Dataset extract below:
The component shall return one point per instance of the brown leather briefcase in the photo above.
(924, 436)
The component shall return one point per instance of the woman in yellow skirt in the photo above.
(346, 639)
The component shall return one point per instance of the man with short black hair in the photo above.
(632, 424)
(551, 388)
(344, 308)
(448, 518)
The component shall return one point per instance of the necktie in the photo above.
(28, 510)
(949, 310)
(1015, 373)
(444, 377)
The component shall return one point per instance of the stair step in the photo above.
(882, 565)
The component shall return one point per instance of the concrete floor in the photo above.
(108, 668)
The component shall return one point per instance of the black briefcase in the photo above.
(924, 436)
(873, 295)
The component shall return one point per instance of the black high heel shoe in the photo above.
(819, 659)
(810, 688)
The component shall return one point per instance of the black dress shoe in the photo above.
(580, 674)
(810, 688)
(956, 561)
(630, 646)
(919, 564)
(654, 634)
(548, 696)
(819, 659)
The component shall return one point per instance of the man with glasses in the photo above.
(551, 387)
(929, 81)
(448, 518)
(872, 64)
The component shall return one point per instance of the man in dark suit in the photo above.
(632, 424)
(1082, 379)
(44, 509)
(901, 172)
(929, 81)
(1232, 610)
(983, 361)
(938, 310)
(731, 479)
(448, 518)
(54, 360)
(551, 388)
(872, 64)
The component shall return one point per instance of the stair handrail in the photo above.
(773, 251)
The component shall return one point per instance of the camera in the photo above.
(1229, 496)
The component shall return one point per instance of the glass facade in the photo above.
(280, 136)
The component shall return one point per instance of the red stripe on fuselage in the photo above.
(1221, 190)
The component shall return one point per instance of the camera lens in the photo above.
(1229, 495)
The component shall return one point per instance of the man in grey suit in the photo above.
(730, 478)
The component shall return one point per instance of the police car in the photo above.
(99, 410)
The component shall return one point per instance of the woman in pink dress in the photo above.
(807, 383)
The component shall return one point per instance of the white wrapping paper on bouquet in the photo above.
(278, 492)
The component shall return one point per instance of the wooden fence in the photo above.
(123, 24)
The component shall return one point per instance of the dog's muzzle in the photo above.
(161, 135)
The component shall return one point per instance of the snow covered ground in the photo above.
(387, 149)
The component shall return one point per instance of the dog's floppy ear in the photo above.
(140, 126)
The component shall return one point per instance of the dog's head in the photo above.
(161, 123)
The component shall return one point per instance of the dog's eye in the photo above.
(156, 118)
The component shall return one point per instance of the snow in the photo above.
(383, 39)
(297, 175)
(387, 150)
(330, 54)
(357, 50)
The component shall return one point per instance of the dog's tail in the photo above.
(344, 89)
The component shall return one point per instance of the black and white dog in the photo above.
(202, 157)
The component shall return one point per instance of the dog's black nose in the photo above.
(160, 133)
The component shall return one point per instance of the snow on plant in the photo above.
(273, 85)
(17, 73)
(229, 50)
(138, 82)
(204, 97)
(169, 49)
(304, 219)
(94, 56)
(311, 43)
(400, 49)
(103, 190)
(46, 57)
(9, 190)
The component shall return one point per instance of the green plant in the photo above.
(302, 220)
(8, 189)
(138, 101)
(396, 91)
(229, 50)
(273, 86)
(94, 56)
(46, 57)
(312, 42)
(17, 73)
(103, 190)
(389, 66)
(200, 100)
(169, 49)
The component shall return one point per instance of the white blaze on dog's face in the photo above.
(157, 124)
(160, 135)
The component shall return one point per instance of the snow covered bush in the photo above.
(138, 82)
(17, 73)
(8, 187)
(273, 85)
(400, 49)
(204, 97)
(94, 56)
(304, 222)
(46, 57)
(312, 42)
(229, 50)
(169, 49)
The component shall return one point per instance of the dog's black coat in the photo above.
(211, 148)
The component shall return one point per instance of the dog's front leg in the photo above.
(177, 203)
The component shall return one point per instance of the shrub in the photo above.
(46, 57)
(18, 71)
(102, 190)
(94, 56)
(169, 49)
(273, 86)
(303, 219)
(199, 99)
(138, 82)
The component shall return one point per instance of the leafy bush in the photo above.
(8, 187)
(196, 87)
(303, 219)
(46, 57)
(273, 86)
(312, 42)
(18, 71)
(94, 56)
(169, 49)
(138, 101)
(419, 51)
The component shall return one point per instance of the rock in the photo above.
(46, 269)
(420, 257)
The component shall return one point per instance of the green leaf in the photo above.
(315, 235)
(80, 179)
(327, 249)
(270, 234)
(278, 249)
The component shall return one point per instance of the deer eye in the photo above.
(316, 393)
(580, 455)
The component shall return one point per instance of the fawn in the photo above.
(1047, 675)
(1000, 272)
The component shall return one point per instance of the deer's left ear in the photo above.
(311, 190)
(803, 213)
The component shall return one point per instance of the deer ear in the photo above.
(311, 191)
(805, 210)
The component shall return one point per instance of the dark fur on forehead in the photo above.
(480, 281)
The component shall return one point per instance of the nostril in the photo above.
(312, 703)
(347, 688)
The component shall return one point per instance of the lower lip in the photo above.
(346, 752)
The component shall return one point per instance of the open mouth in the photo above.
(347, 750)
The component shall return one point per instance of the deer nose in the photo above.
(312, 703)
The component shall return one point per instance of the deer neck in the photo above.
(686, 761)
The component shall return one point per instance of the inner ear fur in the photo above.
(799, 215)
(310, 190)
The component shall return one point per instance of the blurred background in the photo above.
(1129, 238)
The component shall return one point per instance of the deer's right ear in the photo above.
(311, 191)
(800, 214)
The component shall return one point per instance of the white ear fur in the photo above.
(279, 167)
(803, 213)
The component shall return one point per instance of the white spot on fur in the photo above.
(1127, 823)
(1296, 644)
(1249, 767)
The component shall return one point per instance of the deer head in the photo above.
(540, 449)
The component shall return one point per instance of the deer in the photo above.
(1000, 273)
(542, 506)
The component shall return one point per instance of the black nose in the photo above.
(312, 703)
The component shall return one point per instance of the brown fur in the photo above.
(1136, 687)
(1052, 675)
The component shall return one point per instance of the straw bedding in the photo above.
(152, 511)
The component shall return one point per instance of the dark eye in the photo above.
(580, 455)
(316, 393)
End of Dataset extract.
== What you will do ==
Line by line, transcribe the material exactly.

== Solution to the problem ==
The component shall return one point per instance of the brown leather briefcase in the photo above.
(924, 436)
The component shall return one point per instance of the woman in yellow skirt in the photo above.
(346, 639)
The component shall return one point per instance of the man with short black hair in the photo above.
(632, 424)
(551, 388)
(344, 308)
(448, 518)
The component shall return one point per instance of the necktie in the photo above.
(28, 510)
(949, 310)
(1015, 373)
(444, 377)
The component shall return one point per instance of the stair step in the photo above.
(882, 565)
The component shall return one point per instance of the concrete floor in the photo above.
(108, 668)
The component shall return one point per instance of the black briefcase in the photo above.
(924, 436)
(873, 295)
The component shall return one point per instance of the black high heel shoe in the photo above.
(819, 659)
(810, 688)
The component shall return one point per instance of the black dress shoe in the photo above.
(580, 674)
(810, 688)
(956, 561)
(630, 646)
(919, 564)
(654, 634)
(548, 696)
(819, 659)
The component shall return one point per instance of the man with glasses in the photo above.
(551, 387)
(929, 81)
(448, 518)
(872, 64)
The component shall return one point per instance of the man in dark suit in the photo above.
(632, 424)
(1082, 379)
(44, 509)
(901, 172)
(929, 81)
(1232, 610)
(983, 361)
(938, 310)
(731, 479)
(448, 518)
(54, 360)
(551, 388)
(872, 64)
The component shall return one point per instance of the stair handrail in the photo above.
(773, 251)
The component shall return one point per instance of the camera in the photo above.
(1229, 496)
The component shall return one point per instance of the glass facade in the photo above.
(280, 136)
The component shall return one point per instance of the red stripe on fuselage in the photo above.
(1221, 190)
The component shall return one point per instance of the camera lens in the photo above.
(1229, 495)
The component shall return one point per instance of the man in grey suit in the photo above.
(730, 478)
The component shall return one point per instance of the police car in the photo above.
(99, 410)
The component shall return one point per instance of the woman in pink dress in the photo above.
(807, 383)
The component shall return one point per instance of the white wrapping paper on bouquet in the photo above.
(278, 492)
The component shall return one point per instance of the wooden fence in the photo above.
(123, 24)
The component shall return one point per instance of the dog's muzzle in the photo above.
(161, 135)
The component shall return one point per instance of the snow covered ground in the photo above.
(387, 149)
The component shall return one point per instance of the dog's floppy ear in the photo above.
(140, 126)
The component shall return one point per instance of the dog's head in the photo above.
(161, 123)
The component shall return one point per instance of the dog's eye in the photo above.
(156, 118)
The component shall return one point per instance of the snow in the photo above.
(383, 39)
(297, 175)
(387, 150)
(330, 54)
(357, 50)
The component shall return one point per instance of the dog's tail in the photo above.
(344, 89)
The component shall return one point per instance of the black and white dog in the photo above.
(202, 157)
The component shall return one point per instance of the dog's black nose in the photo above.
(160, 133)
The component shall return one point per instance of the snow on plant in the photo above.
(273, 85)
(17, 73)
(229, 50)
(138, 82)
(204, 97)
(169, 49)
(304, 219)
(94, 56)
(311, 43)
(400, 49)
(103, 190)
(46, 57)
(9, 190)
The component shall return one point per instance of the green plant in the photo above.
(302, 220)
(8, 189)
(138, 101)
(396, 91)
(229, 50)
(273, 86)
(94, 56)
(46, 57)
(312, 42)
(17, 73)
(103, 190)
(389, 66)
(200, 100)
(169, 49)
The component shall return one point per instance of the white blaze on dog's face in the photo above.
(157, 124)
(160, 135)
The component shall return one point per instance of the snow covered bush in the photo above.
(138, 82)
(17, 73)
(8, 187)
(273, 85)
(400, 49)
(204, 97)
(94, 56)
(304, 222)
(46, 57)
(312, 42)
(229, 50)
(169, 49)
The component shall return one point per instance of the dog's black coat in the photo above.
(211, 148)
The component shall return one point per instance of the dog's front leg in the photo above.
(177, 203)
The component shall return one point per instance of the shrub in the photo above.
(46, 57)
(18, 71)
(102, 190)
(94, 56)
(169, 49)
(273, 86)
(303, 219)
(199, 99)
(138, 82)
The component shall return one point per instance of the leafy bush in the photo above.
(8, 187)
(196, 87)
(303, 219)
(46, 57)
(273, 86)
(312, 42)
(18, 71)
(94, 56)
(169, 49)
(138, 101)
(419, 51)
The component shall return one point per instance of the rock in the photo above.
(46, 269)
(420, 257)
The component shall return one point per instance of the green leaf in the photo above.
(315, 235)
(80, 179)
(327, 249)
(270, 234)
(278, 249)
The component shall return one point per instance of the deer eye in the photo above.
(316, 393)
(580, 455)
The component shall return one point per instance of the fawn in the photo above.
(1047, 675)
(1000, 272)
The component shall return one point per instance of the deer's left ear in the photo above.
(311, 190)
(803, 213)
The component shall return one point per instance of the deer ear in the photo above.
(311, 191)
(805, 210)
The component shall return one point per instance of the dark fur on forehead in the photo above.
(480, 281)
The component shall return one point per instance of the nostril in the photo above.
(312, 703)
(347, 688)
The component shall return one point per instance of the lower lip in the photo above.
(346, 752)
The component shall return one point per instance of the open mouth in the photo above.
(347, 750)
The component shall return one point per instance of the deer nose in the photo above.
(312, 703)
The component shall return one point per instance of the deer neck in the photo above.
(686, 761)
The component shall return one point per instance of the inner ear fur in the photo above.
(799, 215)
(310, 190)
The component shall return one point per instance of the blurred background in the photo above.
(1129, 238)
The component shall return one point per instance of the deer's right ear in the photo above.
(311, 191)
(800, 214)
The component shall return one point per instance of the white ear fur in the photo above.
(279, 167)
(803, 213)
The component shall return one point per instance of the white spot on fur in the photo above.
(1127, 823)
(1296, 644)
(1249, 767)
The component shall return one point per instance of the deer head in the photo above.
(540, 449)
The component shall return one point per instance of the deer in the photo above.
(1000, 273)
(542, 506)
The component shall return one point per instance of the black nose in the photo above.
(312, 703)
The component shall return one point per instance of the brown fur in the photo above.
(1136, 687)
(1052, 675)
The component shall return one point per instance of the straw bedding in the photo above.
(152, 511)
The component shall return one point per instance of the dark eye in the photo above.
(580, 455)
(316, 393)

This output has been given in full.